◆ **Problem to solve**:
Reproduce the stretch of the hockey game report from "Luongo bounces back" through "Monday’s Game 6." word for word.

Luongo bounces back into form at home
They call it home-ice advantage for a reason.
The Canucks’ Roberto Luongo out-dueled the Bruins’ Tim Thomas in the goaltenders' battle, earning a shutout while Maxim Lapierre scored the game’s only goal to give Vancouver a 3-2 series lead before heading back to Boston for Monday’s Game 6.
“Both goalies were exceptionally good. Both made some big saves,” said Bruins captain Zdeno Chara. “We had to be better, and create more traffic, and make better decisions when we have outnumbered situations.”
In a game with limited offensive chances, it came down to one goalie having to be perfect, and that goalie was Luongo. The Canucks netminder made incredible saves at crucial times, bouncing back from two subpar road games, including a Game 4 performance that saw him pulled in favor of backup Corey Schneider.
“We didn't [test Luongo enough,]” said Bruins coach Claude Julien. “I think a lot of the things that you saw tonight are a lot of the things that you saw in the first two games. Good effort, not good enough. Give credit to the goaltender - he played well tonight, but we certainly didn't make it as hard on him as we did in the last two games at home.”
As for Lapierre playing the unlikely hero, Chara was unsurprised that the winning goal came from a depth player.
“That’s the way it is. You’re going to get goals from other guys in the playoffs,” said Chara. “Guys that are not the biggest goal-scorers in the regular season, they start to produce in the playoffs.”
Critical to the Bruins’ loss was the power play. After finding a rhythm on home ice, Boston went 0-for-4 and had trouble setting up with the man advantage. Meanwhile, Vancouver’s penalty killing was inspired.
“They came at us hard on the PK,” said Bruins forward Michael Ryder. “It’s all about us bearing down and making sure we make hard, crisp passes. We’ve got to bounce back on the power play. It’s a matter of us matching their work ethic and out-battling them.”

(Data records)
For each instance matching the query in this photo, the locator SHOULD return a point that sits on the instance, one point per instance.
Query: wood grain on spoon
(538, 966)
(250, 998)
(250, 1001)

◆ **Written answer**:
Luongo bounces back into form at home
They call it home-ice advantage for a reason.
The Canucks’ Roberto Luongo out-dueled the Bruins’ Tim Thomas in the goaltenders' battle, earning a shutout while Maxim Lapierre scored the game’s only goal to give Vancouver a 3-2 series lead before heading back to Boston for Monday’s Game 6.